As an adult leader, your opinion may have more influence than those of participants. Therefore, your personal disclosure should not become part of the discussion unless participants ask you a question directly. In that case, be sure to preface your opinion by setting the context that each of us, adults and children, has differing opinions, and yours is one among many. Then guide the conversation away from your own opinion and allow participants to reflect on their own thoughts.
SESSION PLAN
WELCOMING AND ENTERING
Materials for Activity
Preparation for Activity
Description of Activity
Use this time to help participants find a space that feels reflective and begin to identify internal reflection.
Welcome participants quietly as they arrive. Encourage them to find a comfortable place to sit in the Council Circle space. Invite participants to draw on the foil or paper, and/or use the foil as an art medium. Call their attention to the glimmers from the foil as it reflects the candlelight.
OPENING (5 MINUTES)
Materials for Activity
Preparation for Activity
Description of Activity
With participants gathered in the Council Circle space, and quiet music playing, tell them the session is starting now. You may say:
Today we will begin our session in a quiet tone that suits a mood of reflection. Reflection is the quality of our Unitarian Universalist faith we will explore today, and the Tool of the Day is a mirror.
Begin quieting the participants as preparation for a time of reflection. The dark and the quiet music should set the tone. While this session provides more reflection time for participants later, this brief experience will help participants find a space that feels reflective and begin to identify internal reflection.
Tell the children they may close their eyes and reflect inwardly, or enjoy the beauty of the flickering candlelight while using a medium that is reflective, such as the foil.
If some participants seem to be having trouble focusing inward or there are some who have attention span challenges, you may wish to guide the group to first focus outward, as you formally begin the session. Engage the group to be quiet enough to hear things around them. Ask them to share what they hear. Then, can they be even quieter and hear things even farther away? Once they have quieted, you can ask them if they can hear their breathing. Then ask them to try to hear their heartbeat. Finally, invite them to listen to the still, small voice inside themselves.

Data extract:
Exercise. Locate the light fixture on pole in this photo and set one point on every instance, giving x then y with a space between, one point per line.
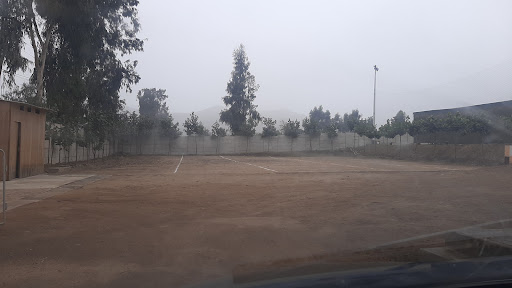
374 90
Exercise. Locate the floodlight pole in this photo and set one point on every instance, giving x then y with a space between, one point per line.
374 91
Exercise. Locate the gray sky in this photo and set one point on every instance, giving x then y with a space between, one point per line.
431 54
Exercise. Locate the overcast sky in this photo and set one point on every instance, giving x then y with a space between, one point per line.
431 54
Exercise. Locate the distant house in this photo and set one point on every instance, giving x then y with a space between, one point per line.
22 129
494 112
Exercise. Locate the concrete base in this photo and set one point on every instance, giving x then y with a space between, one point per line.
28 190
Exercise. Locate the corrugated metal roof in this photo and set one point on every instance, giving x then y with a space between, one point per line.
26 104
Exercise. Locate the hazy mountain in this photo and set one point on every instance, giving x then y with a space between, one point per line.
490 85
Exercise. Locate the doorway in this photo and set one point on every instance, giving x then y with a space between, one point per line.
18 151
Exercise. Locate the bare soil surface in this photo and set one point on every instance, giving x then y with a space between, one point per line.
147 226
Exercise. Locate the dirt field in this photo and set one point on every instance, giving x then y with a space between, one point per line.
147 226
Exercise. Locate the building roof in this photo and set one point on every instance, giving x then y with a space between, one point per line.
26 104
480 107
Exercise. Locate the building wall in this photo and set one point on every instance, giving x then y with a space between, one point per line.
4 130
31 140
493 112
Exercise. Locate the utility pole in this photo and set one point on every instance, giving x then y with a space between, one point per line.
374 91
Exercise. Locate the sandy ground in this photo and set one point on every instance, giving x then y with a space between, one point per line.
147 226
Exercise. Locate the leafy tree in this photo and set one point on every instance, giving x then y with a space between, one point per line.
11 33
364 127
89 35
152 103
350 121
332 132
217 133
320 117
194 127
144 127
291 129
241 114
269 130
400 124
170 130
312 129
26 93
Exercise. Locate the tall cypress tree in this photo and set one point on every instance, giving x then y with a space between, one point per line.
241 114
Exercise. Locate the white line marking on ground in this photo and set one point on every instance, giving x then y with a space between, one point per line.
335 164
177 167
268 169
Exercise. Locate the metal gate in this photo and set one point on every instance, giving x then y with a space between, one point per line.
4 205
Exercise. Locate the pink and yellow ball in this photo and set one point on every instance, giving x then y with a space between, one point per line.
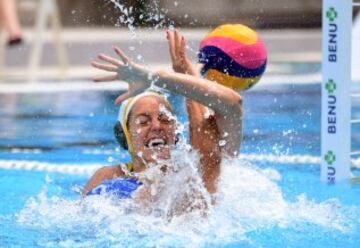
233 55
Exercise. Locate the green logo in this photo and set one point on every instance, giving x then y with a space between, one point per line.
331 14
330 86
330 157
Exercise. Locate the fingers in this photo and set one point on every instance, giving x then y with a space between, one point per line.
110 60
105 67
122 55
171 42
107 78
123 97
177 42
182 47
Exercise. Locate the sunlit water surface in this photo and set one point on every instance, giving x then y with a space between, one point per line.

Task list:
A – In the session plan, what is the Tool of the Day?
B – Reproduce the session plan word for word, starting at "As an adult" and ending at "their own thoughts.".
The listing is separate material and has no connection to the session plan.

Per-task answers:
A – A mirror.

B –
As an adult leader, your opinion may have more influence than those of participants. Therefore, your personal disclosure should not become part of the discussion unless participants ask you a question directly. In that case, be sure to preface your opinion by setting the context that each of us, adults and children, has differing opinions, and yours is one among many. Then guide the conversation away from your own opinion and allow participants to reflect on their own thoughts.